--- To do ---
Can you transcribe each of the rows below word for word, leaving the pictures out?

--- Mask labeling rows ---
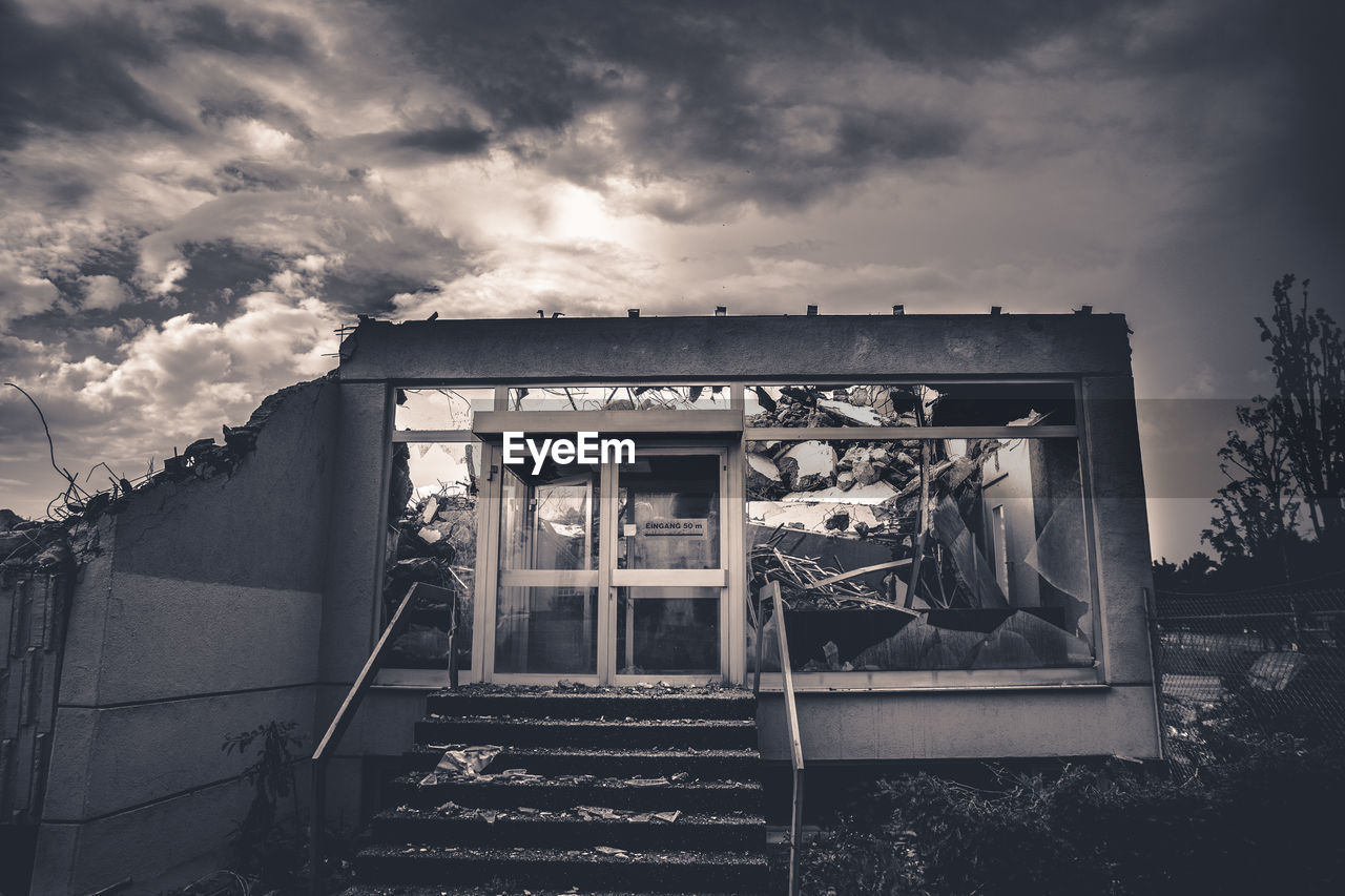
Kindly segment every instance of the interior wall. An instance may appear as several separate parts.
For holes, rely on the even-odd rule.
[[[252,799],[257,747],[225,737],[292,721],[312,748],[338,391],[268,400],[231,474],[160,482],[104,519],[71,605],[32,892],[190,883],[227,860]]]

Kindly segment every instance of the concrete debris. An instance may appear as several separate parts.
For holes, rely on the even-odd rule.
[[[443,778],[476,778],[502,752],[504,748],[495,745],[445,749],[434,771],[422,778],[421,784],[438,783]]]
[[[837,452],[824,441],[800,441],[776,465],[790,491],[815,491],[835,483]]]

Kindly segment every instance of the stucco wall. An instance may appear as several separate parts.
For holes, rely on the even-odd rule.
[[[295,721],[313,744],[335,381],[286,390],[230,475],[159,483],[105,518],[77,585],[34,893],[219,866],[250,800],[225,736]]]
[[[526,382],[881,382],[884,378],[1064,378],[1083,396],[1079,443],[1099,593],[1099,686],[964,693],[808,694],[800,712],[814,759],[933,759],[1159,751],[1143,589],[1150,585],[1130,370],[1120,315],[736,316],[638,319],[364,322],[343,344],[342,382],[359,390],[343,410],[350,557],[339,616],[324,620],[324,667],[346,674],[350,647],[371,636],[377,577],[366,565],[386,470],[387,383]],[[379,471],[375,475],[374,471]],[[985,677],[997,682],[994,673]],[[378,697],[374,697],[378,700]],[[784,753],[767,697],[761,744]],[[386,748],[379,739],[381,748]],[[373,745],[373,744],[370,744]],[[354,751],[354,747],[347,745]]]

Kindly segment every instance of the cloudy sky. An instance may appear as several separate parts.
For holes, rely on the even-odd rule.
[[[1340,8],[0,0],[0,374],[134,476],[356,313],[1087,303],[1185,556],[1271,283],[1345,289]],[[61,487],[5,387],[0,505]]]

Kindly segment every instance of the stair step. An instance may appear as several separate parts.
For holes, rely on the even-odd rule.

--- Output for this exercise ---
Kindly segment every instance of the interior wall. An instance may appear as several separate parts.
For holes, rely on the even-odd rule.
[[[252,799],[257,747],[225,737],[292,721],[312,748],[338,391],[268,400],[231,474],[160,482],[104,519],[71,605],[32,892],[190,883],[227,860]]]

Kindly segment every instance of the concrete debris. An instance may appear as several separate parts.
For holes, rely on the even-odd rule.
[[[443,778],[476,778],[502,752],[504,748],[495,745],[445,749],[434,771],[422,778],[421,784],[438,783]]]
[[[837,452],[824,441],[800,441],[776,465],[790,491],[815,491],[835,483]]]

Kindly segment every instance of the stucco wall. An instance may appear as several separate parts.
For holes, rely on the even-odd rule.
[[[295,721],[313,744],[335,381],[286,390],[230,475],[159,483],[105,518],[77,585],[34,893],[219,866],[250,800],[225,736]]]
[[[526,382],[881,382],[884,378],[1064,378],[1083,396],[1079,443],[1099,593],[1099,686],[964,693],[808,694],[800,712],[814,759],[933,759],[1159,751],[1143,589],[1150,585],[1130,370],[1120,315],[736,316],[638,319],[364,322],[343,344],[342,382],[359,390],[343,410],[350,557],[339,616],[324,620],[324,667],[346,674],[350,647],[371,636],[377,577],[366,565],[386,470],[387,383]],[[379,471],[375,475],[374,471]],[[985,677],[997,682],[994,673]],[[378,697],[374,697],[378,700]],[[784,753],[767,697],[761,744]],[[386,748],[379,739],[381,748]],[[373,745],[373,744],[370,744]],[[354,751],[354,747],[347,745]]]

Kindly segment every instance of the cloudy sky. An instance may appear as several separate parts.
For holes, rely on the even-odd rule.
[[[1340,8],[0,0],[0,374],[134,476],[356,313],[1087,303],[1185,556],[1271,283],[1345,289]],[[61,487],[5,387],[0,505]]]

Kindly segment every instance of the stair step. An instance may appear as several separate parts.
For holes, rely on the even-odd rule.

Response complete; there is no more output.